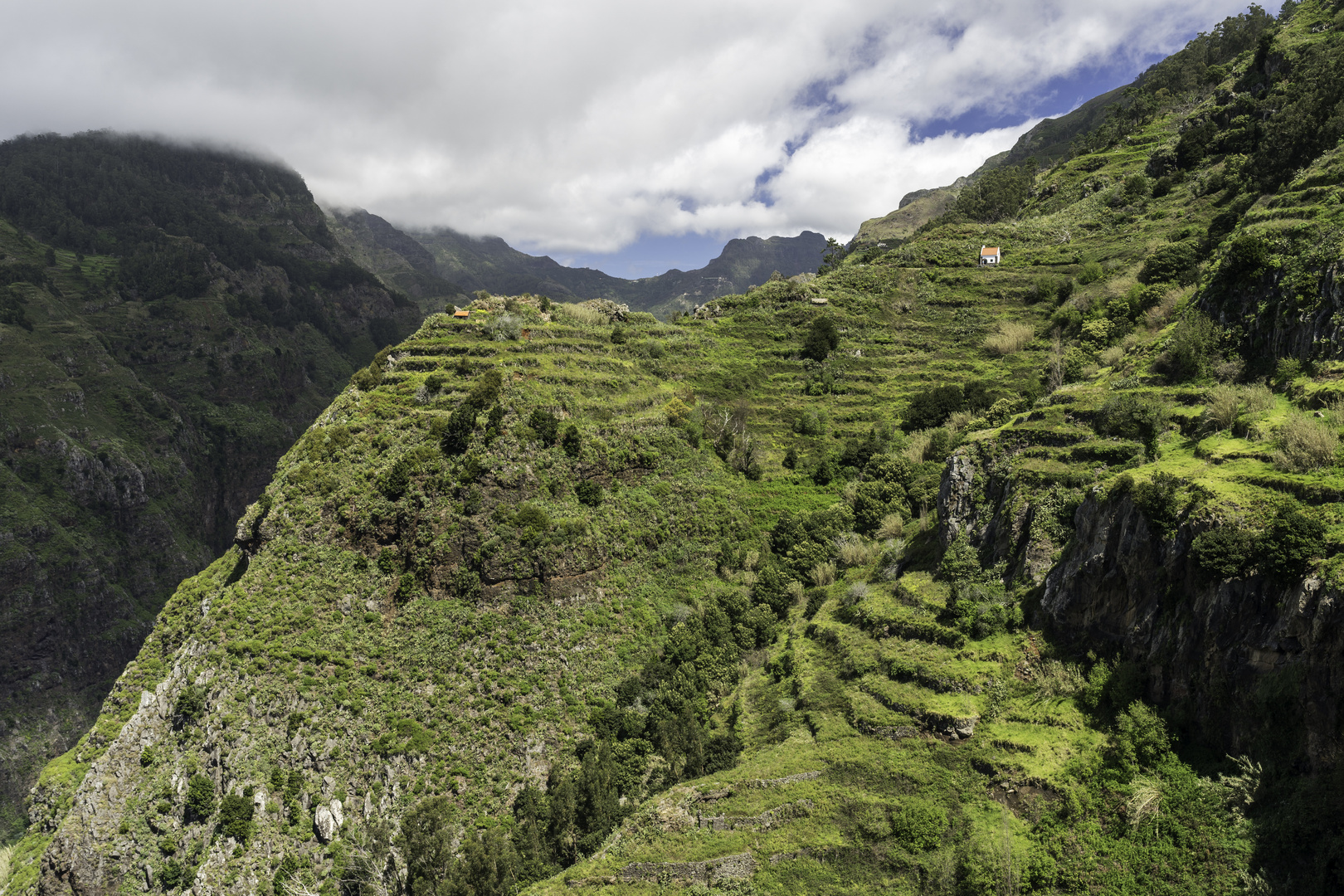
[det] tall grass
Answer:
[1274,414,1340,473]
[551,302,611,326]
[985,321,1036,358]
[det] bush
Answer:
[900,386,967,432]
[527,407,561,446]
[985,321,1036,358]
[1138,241,1199,284]
[1132,471,1184,538]
[1093,392,1171,454]
[184,775,215,822]
[173,685,206,725]
[1078,262,1106,286]
[561,423,582,457]
[1259,509,1325,580]
[891,798,947,852]
[1274,414,1340,473]
[1153,312,1223,380]
[1190,527,1258,582]
[219,792,256,846]
[802,317,840,363]
[574,480,602,508]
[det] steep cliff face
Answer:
[939,436,1344,771]
[1040,495,1344,771]
[0,134,419,838]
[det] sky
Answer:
[0,0,1246,277]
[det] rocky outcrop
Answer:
[1040,495,1344,770]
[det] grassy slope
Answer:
[0,150,418,837]
[7,7,1335,894]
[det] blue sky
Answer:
[0,0,1246,277]
[538,32,1195,280]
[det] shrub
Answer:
[527,407,561,446]
[1190,525,1258,582]
[561,423,582,457]
[485,314,523,343]
[1274,414,1340,473]
[1259,509,1325,579]
[1093,392,1171,454]
[574,480,602,508]
[1078,262,1106,286]
[184,775,215,822]
[1200,386,1242,431]
[1132,471,1184,538]
[985,321,1036,358]
[802,317,840,362]
[173,685,206,725]
[900,384,967,432]
[891,798,947,852]
[219,794,256,846]
[1138,241,1199,284]
[1153,310,1223,380]
[878,514,906,538]
[663,397,691,426]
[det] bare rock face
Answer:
[1040,495,1344,770]
[313,806,340,844]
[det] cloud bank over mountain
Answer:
[0,0,1244,252]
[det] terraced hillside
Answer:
[12,2,1344,896]
[0,134,419,838]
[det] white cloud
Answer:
[0,0,1242,252]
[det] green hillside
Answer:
[0,134,419,838]
[12,2,1344,896]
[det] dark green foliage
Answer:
[527,407,561,446]
[811,454,840,485]
[891,799,947,852]
[1259,509,1325,580]
[900,384,967,432]
[817,236,850,274]
[271,853,304,896]
[802,316,840,363]
[938,536,1023,640]
[154,859,186,892]
[561,423,583,457]
[370,718,434,757]
[1153,310,1225,382]
[1138,241,1199,284]
[1093,392,1171,454]
[183,775,215,822]
[466,367,504,412]
[379,455,411,501]
[219,787,256,846]
[440,402,475,457]
[1190,527,1257,582]
[1132,471,1186,538]
[574,480,602,508]
[752,562,796,619]
[1110,700,1172,775]
[173,685,206,727]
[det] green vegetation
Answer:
[18,2,1344,896]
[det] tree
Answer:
[395,796,455,896]
[184,775,215,822]
[802,317,840,362]
[561,423,582,457]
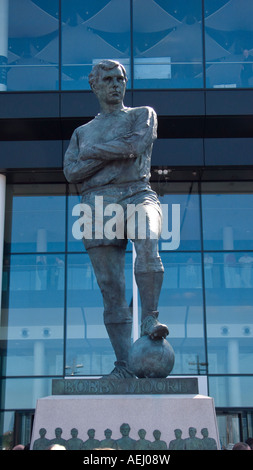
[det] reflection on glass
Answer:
[152,183,201,251]
[62,0,130,90]
[5,0,59,91]
[1,255,64,376]
[205,0,253,88]
[5,184,66,255]
[1,377,52,408]
[65,253,132,375]
[133,0,203,88]
[159,252,206,374]
[0,411,14,450]
[202,182,253,251]
[205,252,253,374]
[209,376,253,408]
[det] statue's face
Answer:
[93,67,126,105]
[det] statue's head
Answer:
[89,59,127,90]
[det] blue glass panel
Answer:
[65,253,132,375]
[5,184,66,253]
[1,255,64,376]
[133,0,203,88]
[62,0,130,90]
[204,252,253,374]
[1,378,52,410]
[159,252,206,375]
[4,0,59,91]
[152,183,201,251]
[205,0,253,88]
[0,411,14,450]
[202,182,253,251]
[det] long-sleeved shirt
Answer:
[64,106,157,194]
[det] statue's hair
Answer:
[89,59,127,88]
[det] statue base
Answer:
[31,378,219,450]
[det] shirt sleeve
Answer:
[84,107,157,160]
[63,130,105,183]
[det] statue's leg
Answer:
[131,205,169,339]
[88,245,133,378]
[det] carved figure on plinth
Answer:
[64,60,172,378]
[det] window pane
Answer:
[65,253,132,375]
[159,252,206,375]
[133,0,203,88]
[5,184,66,253]
[152,183,201,251]
[3,0,59,91]
[205,0,253,88]
[62,0,130,90]
[202,182,253,251]
[1,378,52,410]
[1,255,64,376]
[205,253,253,374]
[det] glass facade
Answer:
[1,182,253,426]
[0,0,253,91]
[0,0,253,448]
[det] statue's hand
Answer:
[79,145,94,160]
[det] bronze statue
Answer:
[64,60,169,378]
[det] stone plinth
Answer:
[31,383,219,450]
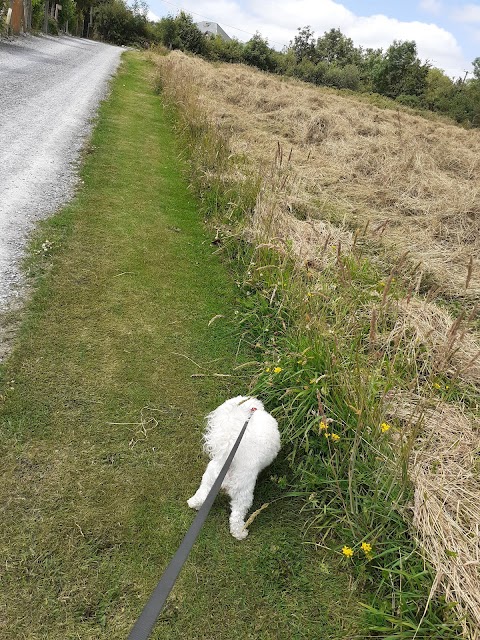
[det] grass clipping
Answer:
[389,393,480,640]
[156,51,480,298]
[151,52,480,640]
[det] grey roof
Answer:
[197,22,231,40]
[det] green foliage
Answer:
[316,29,363,67]
[157,48,468,640]
[175,11,206,54]
[242,32,276,71]
[94,0,148,45]
[290,26,318,63]
[373,40,430,98]
[205,36,244,63]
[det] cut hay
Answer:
[385,298,480,385]
[251,193,353,270]
[153,52,480,297]
[388,393,480,640]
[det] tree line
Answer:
[13,0,480,127]
[155,13,480,127]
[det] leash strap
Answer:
[128,409,255,640]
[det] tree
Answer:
[472,58,480,80]
[290,26,318,63]
[373,40,430,98]
[176,11,206,54]
[155,16,181,49]
[316,29,362,67]
[424,68,453,111]
[243,31,277,71]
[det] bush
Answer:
[94,0,148,45]
[397,94,422,109]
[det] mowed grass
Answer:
[0,53,364,640]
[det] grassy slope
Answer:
[0,54,364,640]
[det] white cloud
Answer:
[151,0,468,76]
[452,4,480,22]
[419,0,442,14]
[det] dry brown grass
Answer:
[389,393,480,640]
[386,298,480,385]
[156,52,480,297]
[153,52,480,640]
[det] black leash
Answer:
[128,408,255,640]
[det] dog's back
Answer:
[204,396,280,466]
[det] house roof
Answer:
[197,22,231,40]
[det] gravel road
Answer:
[0,36,122,318]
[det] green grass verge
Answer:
[0,53,364,640]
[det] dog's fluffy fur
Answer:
[188,396,280,540]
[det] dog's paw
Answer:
[230,527,248,540]
[187,496,203,511]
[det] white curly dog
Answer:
[188,396,280,540]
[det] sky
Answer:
[147,0,480,77]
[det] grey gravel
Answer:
[0,36,122,310]
[0,36,123,360]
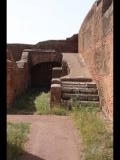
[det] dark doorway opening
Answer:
[31,62,60,91]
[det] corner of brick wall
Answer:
[78,0,113,120]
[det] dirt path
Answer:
[7,115,81,160]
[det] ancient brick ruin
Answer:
[7,0,113,120]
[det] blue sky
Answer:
[7,0,95,44]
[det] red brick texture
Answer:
[78,0,113,120]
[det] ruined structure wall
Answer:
[7,50,28,107]
[78,0,113,119]
[7,44,34,61]
[35,34,78,53]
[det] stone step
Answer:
[61,81,96,88]
[60,77,92,82]
[62,87,98,94]
[61,100,99,108]
[62,93,99,101]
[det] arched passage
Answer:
[31,62,60,90]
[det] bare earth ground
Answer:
[7,115,82,160]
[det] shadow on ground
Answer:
[7,143,45,160]
[7,87,49,115]
[19,152,45,160]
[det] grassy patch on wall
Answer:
[71,106,113,160]
[7,89,67,115]
[7,122,30,160]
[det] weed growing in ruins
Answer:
[34,93,50,114]
[71,105,113,160]
[8,89,67,115]
[7,122,30,160]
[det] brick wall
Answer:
[7,50,28,107]
[78,0,113,119]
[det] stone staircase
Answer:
[61,78,99,108]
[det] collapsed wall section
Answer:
[78,0,113,119]
[7,50,28,108]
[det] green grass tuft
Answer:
[7,122,30,160]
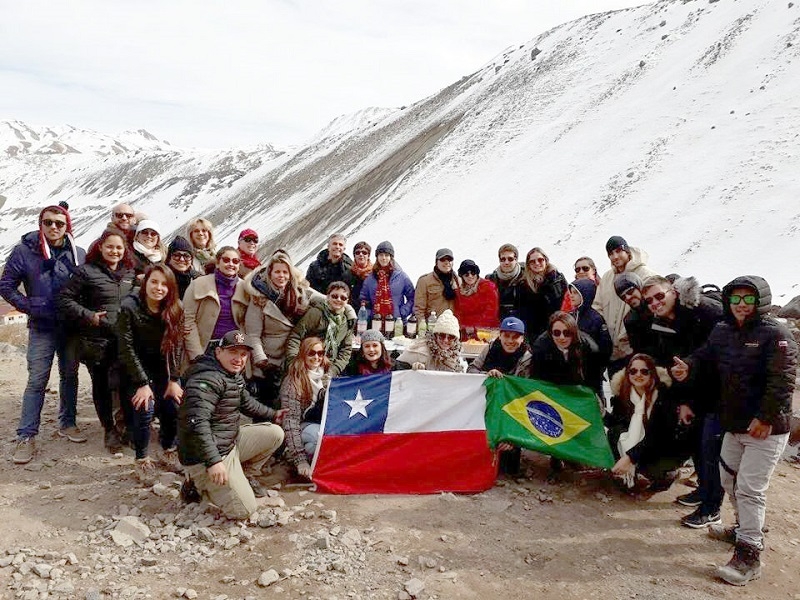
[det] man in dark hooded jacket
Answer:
[672,275,797,585]
[0,202,86,464]
[178,331,285,519]
[306,233,356,295]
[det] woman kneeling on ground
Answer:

- **WHAT THE EXERCISE ASKS**: Print the entire listing above verbatim, leaving out the pictures.

- **THE OUTPUT**:
[det] tall grass
Answer:
[1274,414,1340,473]
[551,302,611,326]
[985,321,1036,358]
[det] bush
Answer:
[900,386,967,432]
[527,407,561,446]
[985,321,1036,358]
[1138,241,1199,284]
[1132,471,1184,538]
[1093,392,1171,454]
[184,775,215,822]
[173,685,206,725]
[1078,262,1106,286]
[561,423,582,457]
[1259,509,1325,580]
[891,798,947,852]
[1274,414,1340,473]
[1153,312,1223,380]
[1190,527,1258,582]
[219,792,256,846]
[802,317,840,363]
[574,480,602,508]
[det] steep cliff face
Answer:
[939,436,1344,771]
[1040,495,1344,771]
[0,134,419,838]
[det] sky
Answer:
[0,0,1246,277]
[det] rocky outcrop
Answer:
[1040,495,1344,770]
[det] grassy slope
Answer:
[0,150,418,837]
[7,7,1335,894]
[det] blue sky
Answer:
[0,0,1246,277]
[538,32,1195,280]
[det] shrub
Answer:
[527,407,561,446]
[1190,525,1258,582]
[561,423,582,457]
[485,314,523,343]
[1274,414,1340,473]
[1259,509,1325,579]
[1093,392,1171,454]
[574,480,602,508]
[1078,262,1106,286]
[184,775,215,822]
[1200,386,1242,431]
[1132,471,1184,538]
[985,321,1036,358]
[802,317,840,362]
[173,685,206,725]
[900,384,967,432]
[891,798,947,852]
[219,794,256,846]
[1138,241,1199,284]
[1153,310,1223,380]
[878,514,906,538]
[663,397,691,426]
[det] bare rock face
Answer:
[1040,495,1344,770]
[313,806,340,844]
[det] cloud bank over mountain
Answer:
[0,0,1244,252]
[det] terraced hillside
Answer:
[12,2,1344,896]
[0,134,419,838]
[det] white cloud
Answer:
[0,0,1242,252]
[det] green hillside
Answer:
[0,134,419,838]
[12,2,1344,896]
[det] dark green foliage
Answer:
[527,407,561,446]
[811,454,840,485]
[891,799,947,852]
[1259,509,1325,580]
[900,384,967,432]
[817,236,850,274]
[271,853,304,896]
[802,316,840,363]
[938,536,1023,640]
[154,859,186,892]
[561,423,583,457]
[370,718,434,757]
[1153,310,1225,382]
[1138,241,1199,284]
[1093,392,1171,454]
[183,775,215,822]
[466,367,504,412]
[379,455,411,501]
[219,787,256,846]
[440,402,475,457]
[1190,527,1257,582]
[1132,471,1186,538]
[574,480,602,508]
[752,562,796,619]
[1110,700,1172,775]
[173,685,206,727]
[det] green vegetation
Answer:
[18,2,1344,896]
[det] tree
Answer:
[395,796,455,896]
[184,775,215,822]
[802,317,840,362]
[561,423,582,457]
[det] reflection on glass
Answer:
[152,183,201,251]
[62,0,130,90]
[5,0,59,91]
[1,255,64,376]
[205,0,253,88]
[5,184,66,255]
[1,377,52,408]
[65,253,132,375]
[133,0,203,88]
[159,252,206,374]
[0,411,14,450]
[202,182,253,251]
[205,252,253,374]
[209,376,253,408]
[det] statue's face
Answer:
[93,67,126,105]
[det] statue's head
Answer:
[89,59,127,90]
[det] blue glass panel
Answer:
[65,253,132,375]
[5,184,66,253]
[1,255,64,376]
[133,0,203,88]
[62,0,130,90]
[204,252,253,374]
[1,378,52,410]
[159,252,206,375]
[4,0,59,91]
[152,183,201,251]
[205,0,253,88]
[0,411,14,450]
[202,182,253,251]
[det] long-sleeved shirt
Answer:
[64,106,157,194]
[det] statue's hair
Answer:
[89,59,127,88]
[det] statue base
Answer:
[31,378,219,450]
[det] shirt sleeve
Answer:
[84,107,157,160]
[63,130,105,183]
[det] statue's leg
Answer:
[131,205,169,339]
[88,245,133,378]
[det] carved figure on plinth
Answer:
[64,60,172,378]
[det] window pane
Answer:
[65,253,132,375]
[159,252,206,375]
[133,0,203,88]
[5,184,66,253]
[152,183,201,251]
[3,0,59,91]
[205,0,253,88]
[62,0,130,90]
[202,182,253,251]
[1,378,52,410]
[1,255,64,376]
[205,253,253,374]
[det] glass facade
Answer:
[1,182,253,426]
[0,0,253,91]
[0,0,253,448]
[det] statue's hand
Answer:
[79,145,94,160]
[det] bronze statue
Answer:
[64,60,169,378]
[det] stone plinth
Answer:
[31,383,219,450]
[det] grass clipping
Answer:
[389,393,480,640]
[156,51,480,298]
[151,52,480,640]
[det] grey roof
Answer:
[197,22,231,40]
[det] green foliage
Answer:
[316,29,363,67]
[157,48,468,640]
[175,11,206,54]
[242,32,276,71]
[94,0,148,45]
[290,26,318,63]
[373,40,430,98]
[205,36,244,63]
[det] cut hay
Answer:
[385,298,480,385]
[251,193,353,270]
[153,52,480,297]
[388,393,480,640]
[det] tree line
Answer:
[13,0,480,127]
[155,13,480,127]
[det] leash strap
Answer:
[128,409,255,640]
[det] tree
Answer:
[472,58,480,80]
[290,26,318,63]
[373,40,430,98]
[176,11,206,54]
[155,16,181,49]
[316,29,362,67]
[424,68,453,111]
[243,31,277,71]
[det] bush
Answer:
[94,0,148,45]
[397,94,422,109]
[det] mowed grass
Answer:
[0,53,364,640]
[det] grassy slope
Answer:
[0,54,364,640]
[det] white cloud
Answer:
[151,0,468,76]
[452,4,480,22]
[419,0,442,14]
[det] dry brown grass
Answer:
[389,393,480,640]
[386,298,480,385]
[156,52,480,297]
[153,52,480,640]
[det] black leash
Answer:
[128,408,255,640]
[det] dog's back
Answer:
[204,396,280,466]
[det] house roof
Answer:
[197,22,231,40]
[det] gravel road
Answer:
[0,36,122,318]
[det] green grass verge
Answer:
[0,53,364,640]
[det] dog's fluffy fur
Answer:
[188,396,280,540]
[det] dog's paw
Answer:
[230,527,248,540]
[187,496,203,511]
[det] white curly dog
Answer:
[188,396,280,540]
[det] sky
Answer:
[147,0,480,77]
[det] grey gravel
Answer:
[0,36,122,310]
[0,36,123,360]
[det] dark doorway opening
Answer:
[31,62,60,91]
[det] corner of brick wall
Answer:
[78,0,113,120]
[det] dirt path
Answer:
[7,115,81,160]
[det] ancient brick ruin
Answer:
[7,0,113,120]
[det] blue sky
Answer:
[7,0,95,44]
[det] red brick texture
Answer:
[78,0,113,120]
[det] ruined structure wall
Answer:
[7,50,28,107]
[78,0,113,119]
[7,44,34,61]
[35,34,78,53]
[det] stone step
Answer:
[61,81,96,88]
[60,77,92,82]
[62,87,98,94]
[61,100,99,108]
[62,93,99,101]
[det] arched passage
Answer:
[31,62,60,90]
[det] bare earth ground
Answer:
[7,115,82,160]
[det] shadow on ground
Answer:
[7,143,45,160]
[7,87,49,115]
[19,152,45,160]
[det] grassy patch on wall
Answer:
[71,106,113,160]
[7,89,67,115]
[7,122,30,160]
[det] weed growing in ruins
Answer:
[34,93,50,114]
[71,105,113,160]
[8,89,67,115]
[7,122,30,160]
[det] brick wall
Answer:
[7,50,28,107]
[78,0,113,119]
[det] stone staircase
Answer:
[61,78,99,108]
[det] collapsed wall section
Answer:
[78,0,113,119]
[7,50,28,108]
[det] green grass tuft
Answer:
[7,122,30,160]
[det] man in dark hooded jacket
Answer:
[672,275,797,585]
[0,202,86,464]
[178,331,285,519]
[306,233,356,295]
[det] woman kneeling on ground
Answer:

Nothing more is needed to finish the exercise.